* _To do_: Search the listing below for the word "player" and copy each line where it appears.

* _Study material_:
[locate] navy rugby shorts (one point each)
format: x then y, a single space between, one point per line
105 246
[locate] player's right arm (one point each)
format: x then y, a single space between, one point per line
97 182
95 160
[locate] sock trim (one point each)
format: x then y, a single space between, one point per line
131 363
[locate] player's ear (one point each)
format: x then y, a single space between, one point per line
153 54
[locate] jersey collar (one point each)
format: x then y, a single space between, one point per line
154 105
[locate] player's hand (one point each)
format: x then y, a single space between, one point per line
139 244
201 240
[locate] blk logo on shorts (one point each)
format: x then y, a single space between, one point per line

--

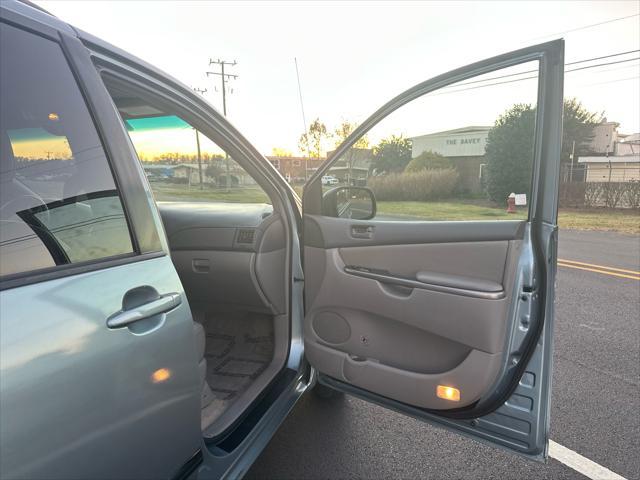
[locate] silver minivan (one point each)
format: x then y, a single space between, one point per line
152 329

* * *

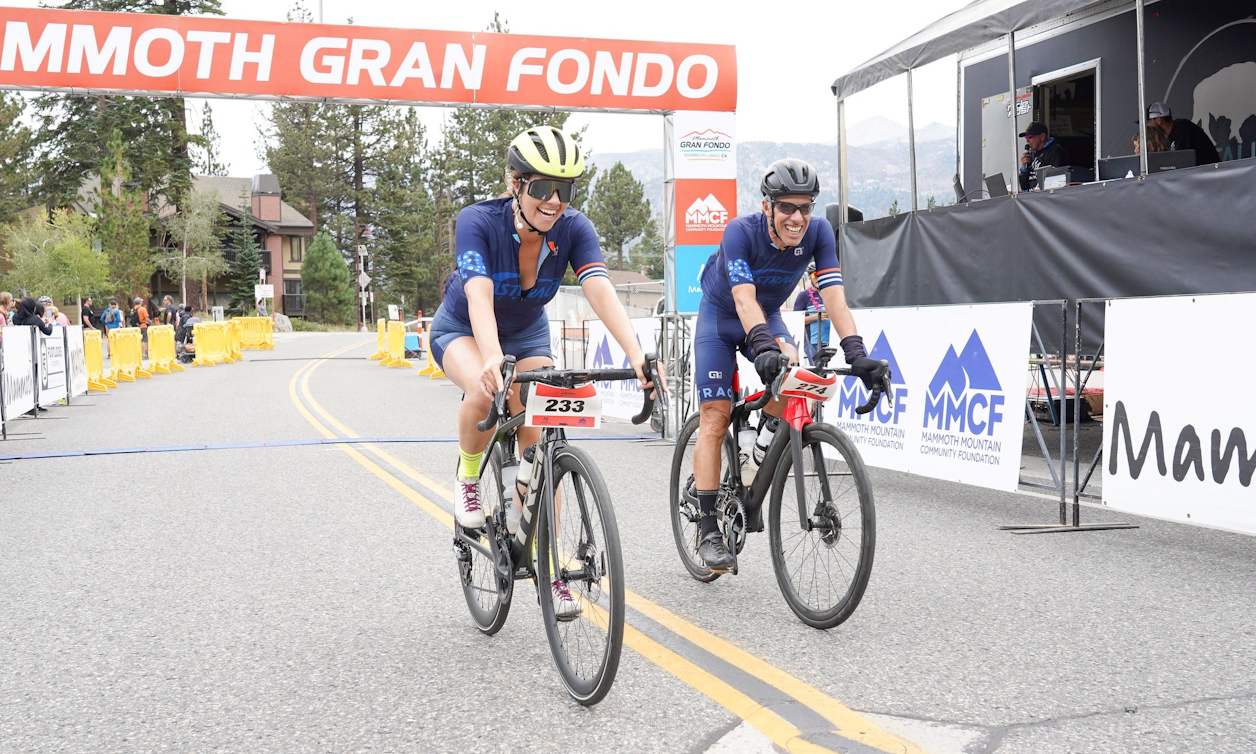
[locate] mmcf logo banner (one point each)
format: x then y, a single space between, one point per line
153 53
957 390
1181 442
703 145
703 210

* _Expected answer_:
[locate] player's right arm (one point each)
[locate] player's ear (one point each)
[locate] player's hand (one point each)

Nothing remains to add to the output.